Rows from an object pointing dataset
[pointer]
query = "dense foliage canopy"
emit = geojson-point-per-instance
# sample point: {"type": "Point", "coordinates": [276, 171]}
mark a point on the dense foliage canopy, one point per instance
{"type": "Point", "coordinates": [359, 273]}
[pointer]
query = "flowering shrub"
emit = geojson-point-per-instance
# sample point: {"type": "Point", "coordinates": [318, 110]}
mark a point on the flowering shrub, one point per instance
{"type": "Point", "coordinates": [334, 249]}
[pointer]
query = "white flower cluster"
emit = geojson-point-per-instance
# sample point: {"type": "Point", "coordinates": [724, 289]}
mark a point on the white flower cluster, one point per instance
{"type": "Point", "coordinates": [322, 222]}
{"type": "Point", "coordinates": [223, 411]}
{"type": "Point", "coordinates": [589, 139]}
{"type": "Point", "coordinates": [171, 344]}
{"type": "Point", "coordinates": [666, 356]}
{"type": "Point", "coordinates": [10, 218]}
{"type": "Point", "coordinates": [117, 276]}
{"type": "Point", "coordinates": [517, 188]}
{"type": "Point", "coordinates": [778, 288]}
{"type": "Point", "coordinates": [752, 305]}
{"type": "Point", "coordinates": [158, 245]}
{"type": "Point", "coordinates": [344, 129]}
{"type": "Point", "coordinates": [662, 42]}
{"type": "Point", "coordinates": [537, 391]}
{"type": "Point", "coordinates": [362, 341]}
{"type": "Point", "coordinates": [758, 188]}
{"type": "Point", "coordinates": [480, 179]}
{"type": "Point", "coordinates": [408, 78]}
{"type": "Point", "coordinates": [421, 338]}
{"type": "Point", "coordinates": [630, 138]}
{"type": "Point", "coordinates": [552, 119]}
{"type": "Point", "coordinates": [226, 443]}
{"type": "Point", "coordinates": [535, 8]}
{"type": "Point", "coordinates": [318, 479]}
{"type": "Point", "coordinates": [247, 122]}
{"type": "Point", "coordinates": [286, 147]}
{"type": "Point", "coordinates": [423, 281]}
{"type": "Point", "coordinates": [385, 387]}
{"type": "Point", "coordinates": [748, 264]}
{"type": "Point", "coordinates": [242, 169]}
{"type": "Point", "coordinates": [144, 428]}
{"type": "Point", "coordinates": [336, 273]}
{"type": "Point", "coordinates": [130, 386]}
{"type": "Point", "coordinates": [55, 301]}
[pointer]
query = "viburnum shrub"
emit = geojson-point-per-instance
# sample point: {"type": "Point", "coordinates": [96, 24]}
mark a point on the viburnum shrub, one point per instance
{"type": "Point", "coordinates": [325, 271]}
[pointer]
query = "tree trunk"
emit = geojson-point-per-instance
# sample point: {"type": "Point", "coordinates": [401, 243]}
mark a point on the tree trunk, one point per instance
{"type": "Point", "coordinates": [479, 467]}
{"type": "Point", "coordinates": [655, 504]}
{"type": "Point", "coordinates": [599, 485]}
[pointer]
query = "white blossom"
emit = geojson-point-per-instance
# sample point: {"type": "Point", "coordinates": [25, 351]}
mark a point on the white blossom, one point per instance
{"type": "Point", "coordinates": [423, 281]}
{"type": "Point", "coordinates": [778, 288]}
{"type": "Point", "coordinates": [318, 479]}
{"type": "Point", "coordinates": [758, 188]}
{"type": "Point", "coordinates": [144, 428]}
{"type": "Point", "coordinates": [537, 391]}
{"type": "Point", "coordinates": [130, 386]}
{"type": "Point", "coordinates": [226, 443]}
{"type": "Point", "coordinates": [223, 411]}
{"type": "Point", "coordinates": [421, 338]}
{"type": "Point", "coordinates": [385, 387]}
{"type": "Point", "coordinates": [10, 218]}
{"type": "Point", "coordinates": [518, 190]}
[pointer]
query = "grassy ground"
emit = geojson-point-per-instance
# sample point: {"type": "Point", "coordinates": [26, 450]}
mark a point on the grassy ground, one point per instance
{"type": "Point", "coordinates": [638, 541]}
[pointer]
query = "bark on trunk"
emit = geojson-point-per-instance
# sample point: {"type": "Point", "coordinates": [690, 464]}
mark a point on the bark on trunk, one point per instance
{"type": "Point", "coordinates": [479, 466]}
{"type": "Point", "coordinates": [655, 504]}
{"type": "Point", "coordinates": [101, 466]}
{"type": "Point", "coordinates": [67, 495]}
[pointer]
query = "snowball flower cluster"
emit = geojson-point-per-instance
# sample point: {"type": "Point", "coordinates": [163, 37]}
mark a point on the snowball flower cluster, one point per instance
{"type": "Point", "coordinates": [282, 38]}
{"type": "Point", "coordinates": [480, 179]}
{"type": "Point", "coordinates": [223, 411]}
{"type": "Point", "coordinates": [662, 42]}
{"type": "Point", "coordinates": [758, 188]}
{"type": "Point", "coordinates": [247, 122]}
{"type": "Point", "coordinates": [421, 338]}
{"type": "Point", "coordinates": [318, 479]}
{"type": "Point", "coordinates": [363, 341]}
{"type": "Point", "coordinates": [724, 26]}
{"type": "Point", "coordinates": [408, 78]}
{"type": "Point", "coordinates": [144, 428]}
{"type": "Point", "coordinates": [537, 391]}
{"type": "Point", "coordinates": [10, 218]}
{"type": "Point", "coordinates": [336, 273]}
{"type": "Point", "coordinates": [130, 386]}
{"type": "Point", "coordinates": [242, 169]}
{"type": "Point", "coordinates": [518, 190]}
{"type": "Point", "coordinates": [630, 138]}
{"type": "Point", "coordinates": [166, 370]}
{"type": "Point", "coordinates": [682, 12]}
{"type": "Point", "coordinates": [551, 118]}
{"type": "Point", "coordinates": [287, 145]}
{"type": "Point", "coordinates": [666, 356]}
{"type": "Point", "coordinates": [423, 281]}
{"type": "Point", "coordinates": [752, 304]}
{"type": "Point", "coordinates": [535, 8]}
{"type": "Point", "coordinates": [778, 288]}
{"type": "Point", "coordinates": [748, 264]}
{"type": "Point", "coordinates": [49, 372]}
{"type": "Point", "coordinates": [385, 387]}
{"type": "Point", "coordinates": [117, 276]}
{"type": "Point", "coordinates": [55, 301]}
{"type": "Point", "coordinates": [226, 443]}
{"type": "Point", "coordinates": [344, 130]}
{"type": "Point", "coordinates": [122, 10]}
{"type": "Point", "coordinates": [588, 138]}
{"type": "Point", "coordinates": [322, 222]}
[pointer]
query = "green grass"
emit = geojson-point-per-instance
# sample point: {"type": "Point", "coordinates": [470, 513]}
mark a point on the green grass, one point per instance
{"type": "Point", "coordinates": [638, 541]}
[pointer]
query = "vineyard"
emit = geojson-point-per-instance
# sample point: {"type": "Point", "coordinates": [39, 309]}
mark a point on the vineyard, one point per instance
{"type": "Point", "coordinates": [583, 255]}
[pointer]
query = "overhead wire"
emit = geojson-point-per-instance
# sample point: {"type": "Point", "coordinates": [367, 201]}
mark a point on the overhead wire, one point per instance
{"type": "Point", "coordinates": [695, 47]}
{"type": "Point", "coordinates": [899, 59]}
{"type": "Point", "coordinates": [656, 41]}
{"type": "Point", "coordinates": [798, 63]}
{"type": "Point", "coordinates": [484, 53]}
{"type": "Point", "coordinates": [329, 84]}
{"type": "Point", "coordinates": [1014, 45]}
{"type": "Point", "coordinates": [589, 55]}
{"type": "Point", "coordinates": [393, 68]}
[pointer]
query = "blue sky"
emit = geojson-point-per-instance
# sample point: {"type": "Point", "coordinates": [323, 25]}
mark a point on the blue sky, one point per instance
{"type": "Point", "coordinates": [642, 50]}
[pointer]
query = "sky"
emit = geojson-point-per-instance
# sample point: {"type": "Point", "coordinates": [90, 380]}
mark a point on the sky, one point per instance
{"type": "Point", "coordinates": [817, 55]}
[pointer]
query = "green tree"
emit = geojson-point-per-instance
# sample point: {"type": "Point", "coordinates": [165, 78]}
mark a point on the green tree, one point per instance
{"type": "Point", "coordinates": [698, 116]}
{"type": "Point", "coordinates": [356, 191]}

-- EXERCISE INSTRUCTIONS --
Count the lines in the rows above that contain the string "green". Reply with the number only.

-- SOLUTION TO THIS TASK --
4